# [Selection]

-*-*-

FILE PHOTO: Workers check the valves at the Taq Taq oil field in Arbil, in Iraq's Kurdistan region, August 16, 2014.   Picture…
FILE - Workers check the valves at the Taq Taq oil field in Irbil, in Iraq's Kurdistan region.

A sharp decline in oil prices has been followed by signs of a brewing conflict in Iraq, threatening to undermine efforts against the remnants of the Islamic State terror group in the conflict-ridden country.

Tensions between the Iraqi government and the autonomous Kurdistan Regional Government (KRG) in the north over oil have escalated in recent days, prompting officials to call on the international community for mediation as a landmark revenue-sharing deal between the two sides is collapsing.

Kurdish officials say the central government in Baghdad has refused to send salaries of public workers in the Kurdish region, including Kurdish peshmerga fighters, who have played a major role in the war against IS.

“The KRG budget and salaries must not be politicized,” Nechirvan Barzani, president of the autonomous Iraqi Kurdish region, said during a meeting Tuesday with Jeanine Hennis-Plasschaert, the U.N. secretary-general’s special representative for Iraq.

FILE - Members of the Kurdish peshmerga special forces demonstrate their skills during their graduation ceremony at a military camp in Soran district, in Irbil province, Iraq, Feb. 12, 2020.

“The [KRG] president asked the U.N. special representative to mediate in resolving the ongoing dispute,” according to a statement from the KRG.

Revenue-sharing deal

A deal that guarantees a monthly payment of nearly $400 million from the country’s oil revenue to the KRG was reached nearly a year ago. It had allowed the two sides to move beyond an acrimonious relationship caused by a Kurdish independence referendum in 2017 and instead focus on coordinated efforts to fight IS jihadists.

That arrangement appears all but dead now as Iraqi officials accuse the KRG of not complying with the agreement, which requires the Kurdish region to send 250,000 barrels of oil per day to the federal government.

Earlier in April, a letter was sent from the Iraqi Council of Ministers to the Finance Ministry, ordering it to stop sending payments to the region. The Iraqi minister of finance, Fuad Hussein, is an ethnic Kurd.

“Your ministry is obligated to stop the release of funds,” the letter said, according to the Iraq Oil Report website.

Following that, more than a dozen lawmakers sued Hussein, claiming he had violated the Budget Law by sending payments to the KRG despite its failure to transfer the oil to Baghdad.

"If the legal system proceeds, the minister of finance could be convicted,” said Yousif Kilabi, a member of the Integrity Committee in the Iraqi parliament.

-*-*-

# [Record set]
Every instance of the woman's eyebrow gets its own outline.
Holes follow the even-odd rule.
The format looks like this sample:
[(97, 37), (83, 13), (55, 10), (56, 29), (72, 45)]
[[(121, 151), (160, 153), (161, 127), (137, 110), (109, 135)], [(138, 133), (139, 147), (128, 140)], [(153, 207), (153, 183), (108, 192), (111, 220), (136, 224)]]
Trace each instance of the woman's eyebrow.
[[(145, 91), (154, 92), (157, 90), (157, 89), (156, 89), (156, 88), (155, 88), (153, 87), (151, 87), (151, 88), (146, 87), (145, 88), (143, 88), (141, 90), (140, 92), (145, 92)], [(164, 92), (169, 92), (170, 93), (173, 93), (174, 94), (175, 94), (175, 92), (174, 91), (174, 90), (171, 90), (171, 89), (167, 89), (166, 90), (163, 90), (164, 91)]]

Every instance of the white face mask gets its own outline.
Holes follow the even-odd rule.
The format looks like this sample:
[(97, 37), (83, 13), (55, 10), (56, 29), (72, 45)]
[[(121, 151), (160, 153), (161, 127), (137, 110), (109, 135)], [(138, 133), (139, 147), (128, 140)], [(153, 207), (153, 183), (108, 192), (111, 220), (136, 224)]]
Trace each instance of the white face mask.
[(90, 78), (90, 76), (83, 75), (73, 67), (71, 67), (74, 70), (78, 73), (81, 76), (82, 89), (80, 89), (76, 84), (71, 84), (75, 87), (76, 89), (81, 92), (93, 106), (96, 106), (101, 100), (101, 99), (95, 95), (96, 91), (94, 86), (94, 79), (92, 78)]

-*-*-

# [Written task 1]
Reproduce verbatim the lines of the listing between the line containing "Every instance of the white" and the line containing "Trace each instance of the white face mask.", inclusive.
# [Written task 2]
Carry on the article about the oil revenue dispute between Baghdad and the Kurdistan Regional Government from the point at which it stops.

# [Expected answer 1]
Every instance of the white face mask gets its own outline.
Holes follow the even-odd rule.
The format looks like this sample:
[(97, 37), (83, 13), (55, 10), (56, 29), (72, 45)]
[[(121, 151), (160, 153), (161, 127), (137, 110), (109, 135)], [(138, 133), (139, 147), (128, 140)], [(153, 207), (153, 183), (108, 192), (111, 220), (136, 224)]]
Trace each instance of the white face mask.

# [Expected answer 2]
“The minister of finance, according to the legal details that we have, acts against the law and has violated it, an offense that amounts to criminality,” he told VOA.

Kurdish officials, however, say the Iraqi government and its allies in the parliament are politicizing the budget issue.  

“The consensus in Iraq is so fragile that any crisis or problem can impact it,” Jotiar Adil, a KRG spokesman, told VOA in a phone interview.

“When this consensus is undermined, I believe stability and the future of Iraq will be undermined. It would be dangerous,” he added.

Political vacuum

For months, Iraq has been facing a political impasse in which local powers have not been able to form a new government.

This political vacuum, in combination with the oil crisis and the budget dispute, could affect efforts to battle the remaining IS militants.

FILE - Iraqi Security Forces members stand guard in front of the U.S. Embassy in Baghdad, Iraq, Jan. 1, 2020.

“That will mean that funding for the peshmerga and Iraqi Security Forces could possibly be reduced from its already low levels,” said Seth Frantzman, a Middle East expert and author of the book After ISIS: America, Iran and the Struggle for the Middle East.

“It adds to Iraq’s difficulties, including the Iran-U.S. tensions which compound the problem of concentrating on defeating ISIS fully,” he told VOA, using another acronym for IS.

Bilal Wahab, an Iraq expert at the Washington Institute for Near East Policy, echoes similar views.

"ISIS has been apt at exploiting any security vacuum to cause damage,” he told VOA, adding that “a KRG-Baghdad escalation does no service to the task of maintaining pressure on ISIS, especially in the disputed territories.”

Disputed territories

Though it has lost nearly all territory it once held in Iraq, IS maintains an underground presence in Iraq, particularly in territories considered as “disputed areas” between the Iraqi government and the Kurdish region. In recent weeks, IS militants have increased their attacks on Iraq and Kurdish troops, and civilians in those areas.

This financial crisis “will be an opportunity for ISIS to resurge,” said Murad Ismael, director of  Yazda, an advocacy group for the Yazidi minority, whose members were subjected to persecution and sex slavery during a major IS onslaught in 2014.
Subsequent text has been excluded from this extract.